▶ **TAREFAS DO EXERCÍCIO**
A: Resuma em duas frases o texto sobre o passeio a Freixiel.
B: Prossiga o texto sobre o passeio a Freixiel a partir da última frase apresentada.

▶ **EXCERTO PARA LER**
03 abril 2007

Aldeias com Vida e com história


No dia 2 desloquei-me a Freixiel, desta vez com a família, para participar num pequeno passeio por alguns lugares históricos. Alguém lhe chamou “aula” de história em Freixiel e, na verdade, foi uma verdadeira aula, sobre a história de Freixiel que mergulha na história da região, da nação e do homem.
Para cicerone não podia ter sido escolhida melhor pessoa, Cristiano Morais. Filho da terra, profundo conhecedor dos locais que visitámos, que percorre desde a juventude, pesquisador de tudo que se relaciona com Vila Flor, com uma presença bem disposta e gosto em partilhar todo o conhecimento acumulado.
O ponto de encontro era o Pelourinho. Não deve ter sido escolhido ao acaso mas acabou por ficar de fora. Em Freixiel são numerosos os locais a visitar.
Formou-se um grupo de cerca de 30 pessoas, com idades entre os 8 e os 90 anos (mais concretamente 89), constituído pelas pessoas envolvidas nas várias vertentes do Programa Aldeias Vivas, alguns jovens estudantes, agora de férias, e algumas vindas de fora propositadamente para este encontro.
Mesmo antes de entrarmos na Rua Grande, na Rua da Casa do Concelho, surgiu a mesma questão que eu coloquei no fórum a 12 de Janeiro. O que representa a pequena escultura incrustada na padieira da porta de uma garagem de uma casa recente? Foi unânime a ideia de que representava uma figura antropomórfica. A escultura pode estar incompleta, pois não é visível, à primeira vista, qualquer formação identificável com a cabeça. Para Cristiano Morais não há dúvida que representa uma divindade com relação com a fertilidade apontando a representação de órgãos sexuais femininos. A representação de figuras femininas com formas muito acentuadas, também chamadas Deusas Mães, remontam a umas boas dezenas de milhares de anos antes de Cristo (Paleolítico), sendo-lhes atribuído um poder mágico ligado à fertilidade. A juntar à estranheza da escultura surge a interrogação pelo facto da mesma ser encontrada na casa onde se encontra, quando se procediam a obras.

▶ **REGISTOS GUARDADOS**
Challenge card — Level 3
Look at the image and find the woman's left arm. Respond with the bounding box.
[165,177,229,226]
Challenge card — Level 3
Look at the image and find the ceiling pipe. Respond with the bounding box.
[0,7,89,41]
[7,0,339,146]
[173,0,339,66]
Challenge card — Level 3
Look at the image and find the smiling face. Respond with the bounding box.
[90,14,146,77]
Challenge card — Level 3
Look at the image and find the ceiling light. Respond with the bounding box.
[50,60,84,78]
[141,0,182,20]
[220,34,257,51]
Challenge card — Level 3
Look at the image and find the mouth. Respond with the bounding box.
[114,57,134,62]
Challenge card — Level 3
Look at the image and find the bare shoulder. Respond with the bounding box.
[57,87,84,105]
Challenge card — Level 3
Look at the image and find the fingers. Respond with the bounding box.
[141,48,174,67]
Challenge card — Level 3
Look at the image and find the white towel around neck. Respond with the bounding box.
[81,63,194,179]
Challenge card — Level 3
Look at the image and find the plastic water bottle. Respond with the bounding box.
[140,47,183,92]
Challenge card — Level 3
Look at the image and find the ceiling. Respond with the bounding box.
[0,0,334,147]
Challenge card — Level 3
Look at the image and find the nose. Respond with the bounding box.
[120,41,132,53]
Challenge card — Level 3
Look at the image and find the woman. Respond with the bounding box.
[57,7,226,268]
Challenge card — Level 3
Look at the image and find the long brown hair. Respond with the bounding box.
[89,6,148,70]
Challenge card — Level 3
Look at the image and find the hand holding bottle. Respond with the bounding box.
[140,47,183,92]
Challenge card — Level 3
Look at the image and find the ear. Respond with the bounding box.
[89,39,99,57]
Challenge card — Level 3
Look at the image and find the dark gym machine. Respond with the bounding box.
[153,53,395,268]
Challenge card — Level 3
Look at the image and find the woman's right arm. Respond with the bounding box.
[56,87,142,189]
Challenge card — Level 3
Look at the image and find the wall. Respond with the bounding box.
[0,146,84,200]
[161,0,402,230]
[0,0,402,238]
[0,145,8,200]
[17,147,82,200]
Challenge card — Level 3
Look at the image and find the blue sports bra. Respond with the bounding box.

▶ **LISTA DE RESPOSTAS**
A: No dia 2, um grupo de cerca de 30 pessoas, com idades entre os 8 e os 89 anos, fez um passeio por lugares históricos de Freixiel, guiado por Cristiano Morais, filho da terra e profundo conhecedor dos locais. Na Rua da Casa do Concelho, o grupo observou uma pequena escultura antropomórfica incrustada na padieira da porta de uma garagem, que Cristiano Morais considera representar uma divindade ligada à fertilidade.

B:
A segunda paragem aconteceu no Solar dos Araújos Borges. Foi completa a explicação de todas as representações do brasão com armas dos Araújos e dos Borges. Aqui morou um Fidalgo da Casa Real, coronel das Milícias em Chaves.
Seguiu-se um pequeno passeio até ao promontório onde se eleva o castro ou Castelo. Pelo caminho fomos encontrando muitos pedaços de barro e compreendendo que naquele local podemos abraçar milénios de história. As lendas também estiveram presentes, visitámos o local que deu origem à lenda da Fonte da Crica da Vaca e ouvimos falar da Ponte do Diabo.
Passeámo-nos pelo olival antiquíssimo plantado no mesmo local onde existiu o habitat romanizado do Castelo. Terá aqui existido um povoado de consideráveis dimensões. O elemento mais idoso do grupo fez questão de nos mostrar a localização onde se pensa ter existido a capela de Santa Marinha.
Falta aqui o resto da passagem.